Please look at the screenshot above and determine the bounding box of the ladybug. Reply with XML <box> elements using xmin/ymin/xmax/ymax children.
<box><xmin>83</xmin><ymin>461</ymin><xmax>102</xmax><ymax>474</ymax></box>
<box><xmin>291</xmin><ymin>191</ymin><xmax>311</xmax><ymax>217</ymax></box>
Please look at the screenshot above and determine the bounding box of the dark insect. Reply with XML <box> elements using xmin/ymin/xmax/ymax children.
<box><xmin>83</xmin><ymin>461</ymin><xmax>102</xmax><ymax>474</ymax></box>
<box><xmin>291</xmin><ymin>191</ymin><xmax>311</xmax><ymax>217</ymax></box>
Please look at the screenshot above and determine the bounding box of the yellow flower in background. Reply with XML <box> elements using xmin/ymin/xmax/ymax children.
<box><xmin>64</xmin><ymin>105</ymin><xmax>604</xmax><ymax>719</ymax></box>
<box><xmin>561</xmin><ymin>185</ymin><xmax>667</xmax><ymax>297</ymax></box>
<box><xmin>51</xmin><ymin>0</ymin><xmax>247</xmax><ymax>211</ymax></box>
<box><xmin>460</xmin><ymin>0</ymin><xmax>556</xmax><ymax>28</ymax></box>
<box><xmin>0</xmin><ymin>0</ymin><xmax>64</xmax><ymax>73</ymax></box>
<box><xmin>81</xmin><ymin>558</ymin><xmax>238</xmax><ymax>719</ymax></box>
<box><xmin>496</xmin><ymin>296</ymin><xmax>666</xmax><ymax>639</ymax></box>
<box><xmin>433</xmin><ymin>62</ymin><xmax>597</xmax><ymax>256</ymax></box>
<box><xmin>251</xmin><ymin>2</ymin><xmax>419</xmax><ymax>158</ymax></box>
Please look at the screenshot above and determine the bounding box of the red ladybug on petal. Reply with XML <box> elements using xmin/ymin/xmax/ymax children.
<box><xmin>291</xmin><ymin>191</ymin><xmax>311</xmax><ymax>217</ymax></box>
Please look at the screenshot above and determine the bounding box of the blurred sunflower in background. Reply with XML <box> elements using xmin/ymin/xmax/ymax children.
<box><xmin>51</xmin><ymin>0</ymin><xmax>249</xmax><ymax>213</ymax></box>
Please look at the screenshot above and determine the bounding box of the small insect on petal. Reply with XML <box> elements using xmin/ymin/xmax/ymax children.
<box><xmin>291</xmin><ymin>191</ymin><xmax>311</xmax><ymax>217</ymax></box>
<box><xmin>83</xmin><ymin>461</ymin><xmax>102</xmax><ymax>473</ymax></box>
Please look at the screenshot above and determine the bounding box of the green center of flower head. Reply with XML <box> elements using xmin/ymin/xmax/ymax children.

********************

▶ **WORK TASK**:
The lines to reproduce run from the one containing "of the blurred" to the last line of the listing; print them exactly, including both ends.

▶ **ANSWER TO THIS PROBLEM**:
Please look at the screenshot above and determine the bounding box of the blurred sunflower in background. Reply with XML <box> elements using xmin/ymin/xmax/ymax children.
<box><xmin>51</xmin><ymin>0</ymin><xmax>249</xmax><ymax>213</ymax></box>
Please look at the screenshot above and determine the bounding box of the small insect on petal. Reply with XML <box> elements using xmin/ymin/xmax/ymax children.
<box><xmin>291</xmin><ymin>191</ymin><xmax>311</xmax><ymax>217</ymax></box>
<box><xmin>83</xmin><ymin>461</ymin><xmax>102</xmax><ymax>473</ymax></box>
Please look at the screenshot above and determine the bounding box of the green center of flower head. Reply with XML <box> elements using xmin/ymin/xmax/ymax children.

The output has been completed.